> Provided text:
-*-*-

From cw10025 on December 03, 2010 10:02:40

If I don't change the memory that the outside pointer points to until the sub-interpreter is done with it, I don't see the problem. In other words, the "notification and control" is me not changing it in my outside code. Fragile, I know, but assuming I don't change or deleted it until the interpreter instance is done and destroyed, what's the problem?

rogerbinns commented 10 years ago

From rogerbinns on December 03, 2010 10:31:38

You are entirely correct in that if the outside supplier does not use the pointer in any way until Python is finished then there won't be any problems. There is however no way to know that is the case, and the consequences would be very ugly. And if you are going through all that much trouble, why not just have APSW open the database file itself?

You also mentioned sub-interpreters. APSW will only function correctly if you have one Python interpreter in the process. If you have more than one it cannot tell them apart and horrible things will happen. This is a general problem with the C API of Python for using the GIL.

rogerbinns commented 10 years ago

From cw10025 on December 03, 2010 13:03:07

If I use two separate connection handles, won't I run into problems of the schema and/or data being out-of-date due to caching? Also if I begin a transaction in one handle it won't be valid in the other handle, correct? Unless I should use 2PC (that was a joke).

rogerbinns commented 10 years ago

From rogerbinns on December 03, 2010 13:48:29

SQLite is a database engine designed and implemented for concurrent usage between multiple processes on the same machine and even multiple connections within the same process.

You will not confuse it, nor have validity issues, nor corrupt or anything similar as it is fully ACID. See these for full details: http://www.sqlite.org/lockingv3.html http://www.sqlite.org/wal.html If you are somehow trying to share the same information between multiple different places in your process then using SQLite is a truly bizarre approach.

rogerbinns commented 10 years ago

From cw10025 on December 03, 2010 14:30:49

Here is the internal code for "BEGIN TRANSACTION":

sqlite3VdbeAddOp2(v, OP_AutoCommit, 0, 0);

See? it operates on a per-connection basis, so you can't span a transactions across connections. This is the case with any database product I've ever worked with. I am not doing anything bizarre, trust me. See this for more info: http://www.sqlite.org/lang_transaction.html

rogerbinns commented 10 years ago

From cw10025 on December 03, 2010 15:31:02

I think I know what the issue is. I am trying to implement a custom function that will run arbitrary Python code; this works fine. Now, I want to interact with the database inside that custom function, thus my interest in your APSW. Two bad scenarios are occurring. If I pass in the sqlite* then I get a memory error.
If I re-open the database, as you suggest, then my function will run twice, each time with a different parser context, even though I only invoke it once.

This issue, I believe, is that when the shell (sqlite3) is invoked, it loads the libsqlite3 library, then when I load the extension linked with APSW (and thus, also linked with sqlite3.o) it re-initializes the data segment that was in effect after the first time (when libsqlite3 was loaded). Thus any globals would be re-initialized.

So it initially appeared to work, but really, this approach won't work without being able to build APSW without linking with sqlite.o (amalgamation compiled object).

-*-*-

> Extracted data:
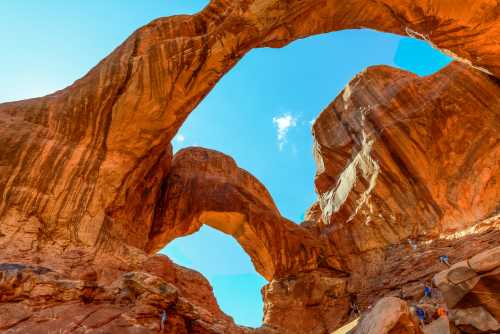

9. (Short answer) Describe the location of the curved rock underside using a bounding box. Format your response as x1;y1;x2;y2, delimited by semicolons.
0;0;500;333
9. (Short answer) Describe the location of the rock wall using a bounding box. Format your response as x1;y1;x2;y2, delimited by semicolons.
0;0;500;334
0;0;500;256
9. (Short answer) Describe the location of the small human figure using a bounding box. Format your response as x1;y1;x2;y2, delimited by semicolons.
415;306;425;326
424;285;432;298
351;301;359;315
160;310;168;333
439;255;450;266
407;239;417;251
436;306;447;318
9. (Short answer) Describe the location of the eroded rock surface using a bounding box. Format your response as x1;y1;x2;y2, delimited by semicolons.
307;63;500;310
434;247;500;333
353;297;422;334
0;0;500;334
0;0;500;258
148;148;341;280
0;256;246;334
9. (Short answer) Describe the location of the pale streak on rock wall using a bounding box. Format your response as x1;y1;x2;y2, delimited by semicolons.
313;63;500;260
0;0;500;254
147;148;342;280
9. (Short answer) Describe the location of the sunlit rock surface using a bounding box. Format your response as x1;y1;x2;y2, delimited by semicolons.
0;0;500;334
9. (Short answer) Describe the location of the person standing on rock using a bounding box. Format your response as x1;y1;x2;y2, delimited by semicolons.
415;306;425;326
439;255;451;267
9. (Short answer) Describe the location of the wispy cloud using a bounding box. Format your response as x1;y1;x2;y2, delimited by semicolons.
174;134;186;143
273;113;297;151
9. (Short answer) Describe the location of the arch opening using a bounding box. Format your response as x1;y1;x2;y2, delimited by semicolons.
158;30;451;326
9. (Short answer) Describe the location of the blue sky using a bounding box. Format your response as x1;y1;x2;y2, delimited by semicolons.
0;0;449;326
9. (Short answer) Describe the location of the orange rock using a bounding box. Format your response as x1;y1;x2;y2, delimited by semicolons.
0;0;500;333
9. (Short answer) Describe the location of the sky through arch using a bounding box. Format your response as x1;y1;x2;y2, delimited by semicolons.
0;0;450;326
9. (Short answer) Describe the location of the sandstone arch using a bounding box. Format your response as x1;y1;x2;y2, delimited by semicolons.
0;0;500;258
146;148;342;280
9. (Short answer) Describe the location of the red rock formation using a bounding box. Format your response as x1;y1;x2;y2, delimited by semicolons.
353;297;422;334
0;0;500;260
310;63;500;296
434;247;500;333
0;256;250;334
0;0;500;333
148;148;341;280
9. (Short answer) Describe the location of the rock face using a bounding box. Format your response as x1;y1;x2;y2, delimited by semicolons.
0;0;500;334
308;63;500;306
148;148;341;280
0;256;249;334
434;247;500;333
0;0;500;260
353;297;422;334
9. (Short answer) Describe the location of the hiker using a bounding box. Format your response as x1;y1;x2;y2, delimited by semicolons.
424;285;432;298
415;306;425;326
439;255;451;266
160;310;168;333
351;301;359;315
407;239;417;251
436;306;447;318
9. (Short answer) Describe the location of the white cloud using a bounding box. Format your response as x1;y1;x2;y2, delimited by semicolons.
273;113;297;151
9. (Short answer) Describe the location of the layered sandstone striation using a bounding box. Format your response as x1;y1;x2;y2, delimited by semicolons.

-*-*-

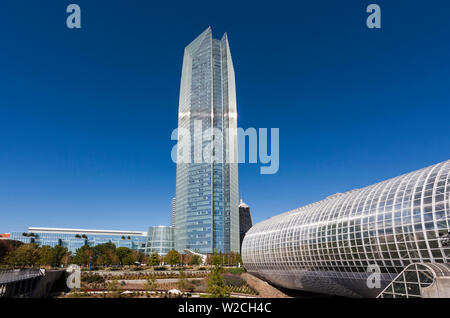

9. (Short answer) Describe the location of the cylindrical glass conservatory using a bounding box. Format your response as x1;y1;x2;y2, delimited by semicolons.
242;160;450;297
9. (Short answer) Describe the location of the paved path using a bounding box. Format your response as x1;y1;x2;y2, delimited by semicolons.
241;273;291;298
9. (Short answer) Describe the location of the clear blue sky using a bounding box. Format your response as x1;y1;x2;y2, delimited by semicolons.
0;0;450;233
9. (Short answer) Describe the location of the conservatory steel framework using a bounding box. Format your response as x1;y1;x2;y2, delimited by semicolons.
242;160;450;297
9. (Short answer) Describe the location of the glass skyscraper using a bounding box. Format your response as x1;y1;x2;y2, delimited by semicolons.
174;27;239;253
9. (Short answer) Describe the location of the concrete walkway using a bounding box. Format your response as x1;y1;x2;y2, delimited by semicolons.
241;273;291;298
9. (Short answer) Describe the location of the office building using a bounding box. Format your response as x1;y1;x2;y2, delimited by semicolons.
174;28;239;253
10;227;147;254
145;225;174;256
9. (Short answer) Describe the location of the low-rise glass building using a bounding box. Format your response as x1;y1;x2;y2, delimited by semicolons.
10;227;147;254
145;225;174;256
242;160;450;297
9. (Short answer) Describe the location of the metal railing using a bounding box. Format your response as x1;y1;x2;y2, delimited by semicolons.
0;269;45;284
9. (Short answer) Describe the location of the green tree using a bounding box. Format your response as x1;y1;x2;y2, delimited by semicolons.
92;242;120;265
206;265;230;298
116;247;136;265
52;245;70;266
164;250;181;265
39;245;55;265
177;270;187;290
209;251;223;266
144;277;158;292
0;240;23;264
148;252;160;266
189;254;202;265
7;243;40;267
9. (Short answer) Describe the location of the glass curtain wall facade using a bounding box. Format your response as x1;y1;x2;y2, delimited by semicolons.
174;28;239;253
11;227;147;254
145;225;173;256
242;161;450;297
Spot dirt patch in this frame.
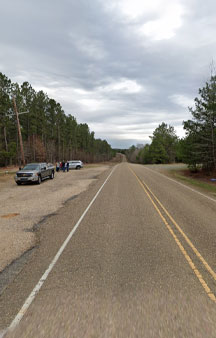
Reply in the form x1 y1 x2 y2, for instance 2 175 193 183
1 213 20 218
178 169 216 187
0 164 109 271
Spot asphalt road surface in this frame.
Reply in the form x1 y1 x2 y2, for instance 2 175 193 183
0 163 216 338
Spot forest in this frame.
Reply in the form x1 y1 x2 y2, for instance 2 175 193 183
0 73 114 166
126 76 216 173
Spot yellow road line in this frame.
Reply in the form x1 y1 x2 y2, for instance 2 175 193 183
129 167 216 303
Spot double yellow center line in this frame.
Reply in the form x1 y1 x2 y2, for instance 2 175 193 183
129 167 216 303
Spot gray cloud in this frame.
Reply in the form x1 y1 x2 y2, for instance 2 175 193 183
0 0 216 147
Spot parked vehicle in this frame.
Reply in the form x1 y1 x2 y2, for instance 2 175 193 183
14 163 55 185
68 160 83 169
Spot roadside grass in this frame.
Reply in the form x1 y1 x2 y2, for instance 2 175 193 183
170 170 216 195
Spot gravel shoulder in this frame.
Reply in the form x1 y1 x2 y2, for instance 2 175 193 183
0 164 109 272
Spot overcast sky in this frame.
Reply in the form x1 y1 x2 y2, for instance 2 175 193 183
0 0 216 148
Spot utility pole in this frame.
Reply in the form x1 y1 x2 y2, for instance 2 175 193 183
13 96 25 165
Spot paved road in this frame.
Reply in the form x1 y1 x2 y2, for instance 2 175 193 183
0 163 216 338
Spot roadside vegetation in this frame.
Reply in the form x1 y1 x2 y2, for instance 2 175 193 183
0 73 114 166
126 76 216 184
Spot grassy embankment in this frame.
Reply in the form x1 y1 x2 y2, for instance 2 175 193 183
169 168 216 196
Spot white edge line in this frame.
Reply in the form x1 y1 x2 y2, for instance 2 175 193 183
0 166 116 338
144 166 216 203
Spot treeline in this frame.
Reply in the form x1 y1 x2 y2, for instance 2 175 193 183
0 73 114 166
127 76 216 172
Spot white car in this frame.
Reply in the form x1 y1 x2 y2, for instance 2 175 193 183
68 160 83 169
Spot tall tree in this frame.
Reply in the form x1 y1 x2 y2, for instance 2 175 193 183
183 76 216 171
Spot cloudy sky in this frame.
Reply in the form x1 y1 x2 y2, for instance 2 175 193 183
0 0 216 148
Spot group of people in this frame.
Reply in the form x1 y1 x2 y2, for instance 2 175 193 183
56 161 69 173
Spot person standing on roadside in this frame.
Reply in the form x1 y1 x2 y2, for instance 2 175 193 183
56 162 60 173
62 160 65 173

-*-*-

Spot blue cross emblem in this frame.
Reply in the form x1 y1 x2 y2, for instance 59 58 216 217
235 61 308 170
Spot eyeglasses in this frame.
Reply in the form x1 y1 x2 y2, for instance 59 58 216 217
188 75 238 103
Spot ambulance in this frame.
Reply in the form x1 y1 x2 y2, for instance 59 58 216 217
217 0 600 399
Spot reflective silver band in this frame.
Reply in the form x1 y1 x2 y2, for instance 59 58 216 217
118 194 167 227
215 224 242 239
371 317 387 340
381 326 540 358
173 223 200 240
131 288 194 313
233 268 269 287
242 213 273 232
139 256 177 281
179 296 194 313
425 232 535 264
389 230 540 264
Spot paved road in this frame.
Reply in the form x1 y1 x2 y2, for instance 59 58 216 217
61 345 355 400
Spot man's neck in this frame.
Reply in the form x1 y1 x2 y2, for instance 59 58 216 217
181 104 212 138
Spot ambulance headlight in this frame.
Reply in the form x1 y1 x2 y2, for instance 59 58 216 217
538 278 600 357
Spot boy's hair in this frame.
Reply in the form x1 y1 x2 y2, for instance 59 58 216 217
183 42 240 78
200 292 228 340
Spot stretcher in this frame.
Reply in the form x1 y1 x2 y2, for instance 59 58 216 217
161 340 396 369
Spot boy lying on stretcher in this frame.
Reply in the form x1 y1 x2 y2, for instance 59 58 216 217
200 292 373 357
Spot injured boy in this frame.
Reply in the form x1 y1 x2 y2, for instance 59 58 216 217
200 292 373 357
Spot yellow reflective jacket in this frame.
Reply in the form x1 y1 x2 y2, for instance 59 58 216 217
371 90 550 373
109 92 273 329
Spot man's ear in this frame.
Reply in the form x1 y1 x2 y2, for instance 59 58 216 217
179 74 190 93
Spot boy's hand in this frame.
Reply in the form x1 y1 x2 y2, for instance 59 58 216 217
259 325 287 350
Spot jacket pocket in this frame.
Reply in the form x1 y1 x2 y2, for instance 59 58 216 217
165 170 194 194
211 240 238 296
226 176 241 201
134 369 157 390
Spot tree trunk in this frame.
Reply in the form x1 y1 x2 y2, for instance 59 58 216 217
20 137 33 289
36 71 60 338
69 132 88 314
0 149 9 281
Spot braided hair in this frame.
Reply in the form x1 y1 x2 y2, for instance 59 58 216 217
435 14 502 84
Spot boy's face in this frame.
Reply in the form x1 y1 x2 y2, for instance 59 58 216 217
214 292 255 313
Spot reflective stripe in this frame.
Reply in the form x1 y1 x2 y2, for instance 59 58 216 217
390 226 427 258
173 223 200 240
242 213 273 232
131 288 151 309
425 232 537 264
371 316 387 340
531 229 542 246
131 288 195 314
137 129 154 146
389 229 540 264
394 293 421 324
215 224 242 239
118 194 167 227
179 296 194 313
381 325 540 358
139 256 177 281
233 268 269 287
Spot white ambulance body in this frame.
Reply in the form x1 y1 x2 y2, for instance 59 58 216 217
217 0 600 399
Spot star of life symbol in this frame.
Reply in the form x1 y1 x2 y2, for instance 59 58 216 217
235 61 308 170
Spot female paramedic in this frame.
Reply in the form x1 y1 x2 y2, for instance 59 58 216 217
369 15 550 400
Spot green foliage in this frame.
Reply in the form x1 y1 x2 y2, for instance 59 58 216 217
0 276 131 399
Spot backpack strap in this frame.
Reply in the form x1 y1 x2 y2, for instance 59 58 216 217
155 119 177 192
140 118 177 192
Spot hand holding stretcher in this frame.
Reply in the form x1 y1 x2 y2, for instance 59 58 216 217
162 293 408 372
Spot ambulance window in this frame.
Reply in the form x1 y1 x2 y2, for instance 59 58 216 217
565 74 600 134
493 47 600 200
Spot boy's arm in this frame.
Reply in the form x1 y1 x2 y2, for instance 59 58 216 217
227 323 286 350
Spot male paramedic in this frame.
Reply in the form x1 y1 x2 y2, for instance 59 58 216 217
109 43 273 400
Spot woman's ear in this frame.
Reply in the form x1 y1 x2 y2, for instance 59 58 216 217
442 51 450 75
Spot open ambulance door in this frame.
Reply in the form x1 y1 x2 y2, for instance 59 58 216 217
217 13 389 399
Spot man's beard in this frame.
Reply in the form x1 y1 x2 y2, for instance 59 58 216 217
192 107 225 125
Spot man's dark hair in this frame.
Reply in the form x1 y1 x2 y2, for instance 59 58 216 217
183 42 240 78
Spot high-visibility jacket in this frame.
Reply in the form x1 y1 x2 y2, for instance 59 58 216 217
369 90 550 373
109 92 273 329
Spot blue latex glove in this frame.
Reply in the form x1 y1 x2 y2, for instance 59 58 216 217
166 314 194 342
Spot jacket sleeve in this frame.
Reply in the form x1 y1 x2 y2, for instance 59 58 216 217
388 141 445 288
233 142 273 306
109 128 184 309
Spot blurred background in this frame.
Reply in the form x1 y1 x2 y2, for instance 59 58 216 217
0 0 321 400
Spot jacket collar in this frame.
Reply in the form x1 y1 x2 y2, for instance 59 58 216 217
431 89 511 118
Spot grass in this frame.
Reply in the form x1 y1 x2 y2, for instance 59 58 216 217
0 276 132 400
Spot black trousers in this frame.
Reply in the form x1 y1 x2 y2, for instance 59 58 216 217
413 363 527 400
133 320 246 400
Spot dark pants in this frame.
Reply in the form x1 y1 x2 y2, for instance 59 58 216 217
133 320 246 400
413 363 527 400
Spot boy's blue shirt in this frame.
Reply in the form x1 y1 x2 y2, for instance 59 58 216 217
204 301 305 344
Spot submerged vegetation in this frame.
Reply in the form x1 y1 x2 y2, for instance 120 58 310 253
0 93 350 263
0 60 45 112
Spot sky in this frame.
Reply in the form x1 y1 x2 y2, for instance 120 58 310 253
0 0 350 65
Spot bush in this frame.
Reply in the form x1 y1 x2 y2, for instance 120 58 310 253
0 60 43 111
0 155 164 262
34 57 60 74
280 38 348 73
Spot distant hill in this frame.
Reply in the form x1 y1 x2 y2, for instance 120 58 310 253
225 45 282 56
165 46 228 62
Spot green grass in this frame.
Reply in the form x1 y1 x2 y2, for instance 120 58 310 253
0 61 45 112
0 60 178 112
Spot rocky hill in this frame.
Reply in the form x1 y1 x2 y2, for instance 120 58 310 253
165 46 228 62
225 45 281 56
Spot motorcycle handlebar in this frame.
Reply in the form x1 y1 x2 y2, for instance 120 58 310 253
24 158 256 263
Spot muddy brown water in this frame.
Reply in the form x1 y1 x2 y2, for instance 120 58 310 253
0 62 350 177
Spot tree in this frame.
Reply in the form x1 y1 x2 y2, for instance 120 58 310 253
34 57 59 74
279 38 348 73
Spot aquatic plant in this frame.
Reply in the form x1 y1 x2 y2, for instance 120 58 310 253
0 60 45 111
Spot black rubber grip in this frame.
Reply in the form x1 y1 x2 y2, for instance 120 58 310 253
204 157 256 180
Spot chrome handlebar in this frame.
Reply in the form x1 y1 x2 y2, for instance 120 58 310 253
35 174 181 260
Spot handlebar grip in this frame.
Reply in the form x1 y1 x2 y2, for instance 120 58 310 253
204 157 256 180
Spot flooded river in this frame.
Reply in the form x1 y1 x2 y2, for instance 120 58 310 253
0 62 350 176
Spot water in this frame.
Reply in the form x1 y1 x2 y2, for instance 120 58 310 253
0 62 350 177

-*-*-

> Direction 1:
Answer these questions about the APSW discussion thread:
(a) How many Python interpreters does rogerbinns say a process may have for APSW to work correctly?
(b) What line does cw10025 quote as the internal code for "BEGIN TRANSACTION"?
(c) What error does cw10025 get when passing in the sqlite*?
> Direction 2: Continue the APSW discussion thread from its final sentence.

> Right answer 1:
(a) One.
(b) sqlite3VdbeAddOp2(v, OP_AutoCommit, 0, 0);
(c) A memory error.

> Right answer 2:
rogerbinns commented 10 years ago

From cw10025 on December 03, 2010 15:36:23

BTW, trying to re-use an already open database connection is implemented in the pysqlite module - actually it accepts a connection object from APSW: http://docs.pysqlite.googlecode.com/hg/sqlite3.html#combining-apsw-and-pysqlite

rogerbinns commented 10 years ago

From rogerbinns on December 03, 2010 15:59:52

You are combining several different things in this discussion. In reference to comment #9 the pysqlite author has actually recently removed that functionality. Even though both APSW and pysqlite use the same Python C object model he started to get concerned.

You haven't specified what programming language your function is. APSW supports SQLite's function mechanism and that code can then do anything including using ctypes to access outside non-Python code, or call code available to Python such as via the Python C api.

The SQLite shell included with SQLite isn't a particularly good thing to use. Think of it more as a debugging aid written by the SQLite developers. APSW does include a separate shell implementation with many of SQLite shell's bugs fixed, more friendly to use, and easily extensible.

The recommended build instructions for APSW bury the amalgamation within so that there are no platform dependencies or potential problems. It will even co-exist with another SQLite in the same process. As an example this happens often on Mac where coredata and some other modules will use an older platform SQLite while APSW can separately use its newer SQLite. They will have their own separate implementations of the SQLite binary code and various data structures will have different layouts as the SQLite authors updated things over time. In this scenario it would be disastrous to share a sqlite3 pointer and why it would appear that "globals are re-initialized".

In circumstances where you want the same code used then you need to do the compilation ensuring linkage against the same SQLite libraries and do not embed SQLite in APSW using the amalgamation.

I suggest you explain from the beginning what you are trying to achieve (not how you are trying to achieve it) and what programming languages the various pieces you already have are written in. I'll be able to help a lot more.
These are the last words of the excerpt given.